### AIM:
Copy each of the following lines word for word, without changing anything.

### RECORDS FOR THE EXERCISE:
************

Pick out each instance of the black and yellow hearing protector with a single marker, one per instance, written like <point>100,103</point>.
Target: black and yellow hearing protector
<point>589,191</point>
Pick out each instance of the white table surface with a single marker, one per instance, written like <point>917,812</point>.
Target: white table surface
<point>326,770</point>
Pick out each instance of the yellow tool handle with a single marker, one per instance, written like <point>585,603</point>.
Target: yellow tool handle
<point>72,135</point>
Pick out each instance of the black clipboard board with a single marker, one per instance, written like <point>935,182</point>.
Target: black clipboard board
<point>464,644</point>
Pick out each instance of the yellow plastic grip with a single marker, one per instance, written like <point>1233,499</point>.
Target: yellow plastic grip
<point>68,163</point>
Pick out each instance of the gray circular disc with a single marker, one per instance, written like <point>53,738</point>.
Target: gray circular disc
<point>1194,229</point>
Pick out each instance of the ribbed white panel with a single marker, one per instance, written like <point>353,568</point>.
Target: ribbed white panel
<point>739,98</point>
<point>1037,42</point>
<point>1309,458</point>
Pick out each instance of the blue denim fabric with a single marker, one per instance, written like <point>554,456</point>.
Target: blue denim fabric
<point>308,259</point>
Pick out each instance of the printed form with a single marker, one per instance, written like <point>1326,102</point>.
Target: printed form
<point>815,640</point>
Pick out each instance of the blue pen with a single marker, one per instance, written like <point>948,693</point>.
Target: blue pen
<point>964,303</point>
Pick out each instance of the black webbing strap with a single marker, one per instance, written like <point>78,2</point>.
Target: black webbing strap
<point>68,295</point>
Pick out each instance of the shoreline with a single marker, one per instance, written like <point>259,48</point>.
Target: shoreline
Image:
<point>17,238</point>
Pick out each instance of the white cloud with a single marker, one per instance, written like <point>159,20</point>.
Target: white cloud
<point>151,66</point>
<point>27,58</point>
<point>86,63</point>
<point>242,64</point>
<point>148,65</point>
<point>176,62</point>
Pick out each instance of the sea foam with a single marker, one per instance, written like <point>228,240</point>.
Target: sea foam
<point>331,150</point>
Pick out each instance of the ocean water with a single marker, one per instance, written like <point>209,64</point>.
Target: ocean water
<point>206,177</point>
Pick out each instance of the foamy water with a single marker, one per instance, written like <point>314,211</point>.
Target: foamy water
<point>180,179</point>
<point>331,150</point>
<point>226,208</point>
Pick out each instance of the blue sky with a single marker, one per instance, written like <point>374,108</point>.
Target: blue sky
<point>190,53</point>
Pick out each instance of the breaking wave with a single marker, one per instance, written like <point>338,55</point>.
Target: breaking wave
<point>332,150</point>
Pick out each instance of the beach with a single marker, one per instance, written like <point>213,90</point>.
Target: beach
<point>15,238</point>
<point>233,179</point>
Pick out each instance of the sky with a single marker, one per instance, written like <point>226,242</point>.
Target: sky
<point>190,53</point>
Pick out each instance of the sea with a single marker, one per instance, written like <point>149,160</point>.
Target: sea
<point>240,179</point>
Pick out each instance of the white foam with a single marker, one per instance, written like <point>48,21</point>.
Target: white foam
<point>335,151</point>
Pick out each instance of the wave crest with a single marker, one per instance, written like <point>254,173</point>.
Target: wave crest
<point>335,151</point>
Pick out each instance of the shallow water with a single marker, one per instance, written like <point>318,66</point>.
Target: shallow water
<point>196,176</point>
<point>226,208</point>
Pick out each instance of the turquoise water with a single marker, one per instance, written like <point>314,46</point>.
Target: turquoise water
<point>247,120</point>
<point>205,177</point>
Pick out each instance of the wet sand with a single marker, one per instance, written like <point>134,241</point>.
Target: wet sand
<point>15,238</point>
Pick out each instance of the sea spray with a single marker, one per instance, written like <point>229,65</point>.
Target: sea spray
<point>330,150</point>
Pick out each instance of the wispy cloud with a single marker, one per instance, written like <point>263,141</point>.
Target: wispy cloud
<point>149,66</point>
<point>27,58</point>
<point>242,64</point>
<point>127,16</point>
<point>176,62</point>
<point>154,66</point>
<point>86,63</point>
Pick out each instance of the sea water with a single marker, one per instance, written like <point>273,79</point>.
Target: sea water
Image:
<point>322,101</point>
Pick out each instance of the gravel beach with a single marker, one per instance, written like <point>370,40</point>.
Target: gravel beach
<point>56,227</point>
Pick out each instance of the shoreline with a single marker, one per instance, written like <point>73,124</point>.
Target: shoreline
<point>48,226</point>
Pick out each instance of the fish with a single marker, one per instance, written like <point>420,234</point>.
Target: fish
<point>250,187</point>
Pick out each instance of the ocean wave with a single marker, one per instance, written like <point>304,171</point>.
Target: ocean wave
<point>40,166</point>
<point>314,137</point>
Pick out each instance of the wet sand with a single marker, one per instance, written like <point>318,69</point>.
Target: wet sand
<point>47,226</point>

************

### REPLY TO THE EXERCISE:
Pick out each instance of the black and yellow hearing protector with a single marker, one per instance, written like <point>100,103</point>.
Target: black and yellow hearing protector
<point>589,191</point>
Pick out each instance of the white table surface with a single marker, one per instance, written like <point>917,812</point>.
Target: white table surface
<point>326,770</point>
Pick out each instance of the yellow tool handle with a single marker, one per instance, written like <point>585,603</point>.
Target: yellow tool handle
<point>72,135</point>
Pick out each instance of the black clipboard board with a single marker, one per instance, written like <point>935,182</point>.
Target: black clipboard board
<point>464,644</point>
Pick out each instance of the yellow plastic grip with a single marker, one per instance, written like <point>1233,499</point>.
Target: yellow plastic grip
<point>68,163</point>
Pick out each instance of the gray circular disc with a single marker, one per instance, written like <point>53,738</point>.
Target: gray circular disc
<point>1194,229</point>
Pick out each instance of the ribbed white panel with a single marker, one per instance, written like <point>353,568</point>.
Target: ribbed white panel
<point>739,98</point>
<point>1037,42</point>
<point>1309,458</point>
Pick out each instance of the blue denim fabric with a single marker, one per instance, written like <point>554,456</point>.
Target: blue denim fabric
<point>308,259</point>
Pick out each instance of the printed form with a single marker, one per instance, written like <point>1326,102</point>.
Target: printed form
<point>815,640</point>
Pick out each instance of the blue pen with a single marker, one per instance, written like <point>948,693</point>.
Target: blue pen
<point>964,303</point>
Pick out each instance of the black webbing strap with a single marker, one per instance, written like <point>78,2</point>.
Target: black webbing strap
<point>68,295</point>
Pick out each instance of the shoreline with a single marker, one per instance, written like <point>259,48</point>.
Target: shoreline
Image:
<point>17,238</point>
Pick out each instance of the white cloud with a single marker, one per instance, written like <point>159,20</point>.
Target: white cloud
<point>151,66</point>
<point>27,58</point>
<point>86,63</point>
<point>242,64</point>
<point>148,65</point>
<point>176,62</point>
Pick out each instance of the sea foam with a single marker, one per instance, written like <point>228,240</point>.
Target: sea foam
<point>331,150</point>
Pick out each instance of the ocean water with a single marker, one per instance, written like <point>209,64</point>.
Target: ocean water
<point>206,177</point>
Pick out each instance of the foamy water with a single marker, one per instance, written like <point>314,211</point>.
Target: foamy water
<point>180,179</point>
<point>331,150</point>
<point>226,208</point>
Pick out each instance of the blue sky with a single marker, one per instance, written like <point>374,108</point>.
Target: blue sky
<point>190,53</point>
Pick out each instance of the breaking wave with a single marker, one per instance, written like <point>338,55</point>.
Target: breaking wave
<point>332,150</point>
Pick out each instance of the beach with a single marker, one per instance, written like <point>213,90</point>.
Target: beach
<point>15,238</point>
<point>233,179</point>
Pick out each instance of the sky with a single marker, one per instance, written like <point>226,242</point>.
Target: sky
<point>190,53</point>
Pick out each instance of the sea with a single marker, one per instance, written like <point>149,160</point>.
Target: sea
<point>240,179</point>
Pick out each instance of the white foam with a single marker, one per instance, written like <point>48,21</point>.
Target: white foam
<point>335,151</point>
Pick out each instance of the wave crest with a single marker, one per instance, written like <point>254,173</point>.
Target: wave crest
<point>335,151</point>
Pick out each instance of the shallow water with a single marker, one per instance, written like <point>318,66</point>.
Target: shallow water
<point>196,176</point>
<point>226,208</point>
Pick out each instance of the turquoise water with a single marker, one per instance, written like <point>314,46</point>.
Target: turquoise water
<point>247,120</point>
<point>205,177</point>
Pick out each instance of the wet sand with a single marker, one per instance, written like <point>134,241</point>.
Target: wet sand
<point>15,238</point>
Pick out each instance of the sea spray with a single marker, one per instance, written like <point>229,65</point>.
Target: sea spray
<point>330,150</point>
Pick out each instance of the wispy cloud with a single marker, one per instance, written like <point>263,141</point>.
Target: wispy cloud
<point>149,66</point>
<point>27,58</point>
<point>242,64</point>
<point>127,16</point>
<point>176,62</point>
<point>154,66</point>
<point>86,63</point>
Pick out each instance of the sea water with a single marker, one per instance, written like <point>273,79</point>.
Target: sea water
Image:
<point>322,101</point>
Pick out each instance of the gravel beach with a single marker, one per instance, written like <point>370,40</point>.
Target: gravel beach
<point>56,227</point>
Pick out each instance of the shoreline with a single marker, one per instance, written like <point>73,124</point>.
Target: shoreline
<point>48,226</point>
Pick out each instance of the fish with a single marker, one per instance, written like <point>420,234</point>.
Target: fish
<point>250,187</point>
Pick out each instance of the ocean wave with a single marker, one per instance, written like <point>304,171</point>.
Target: ocean wave
<point>40,166</point>
<point>314,137</point>
Pick out each instance of the wet sand with a single marker, one per instance, written like <point>318,69</point>.
Target: wet sand
<point>47,226</point>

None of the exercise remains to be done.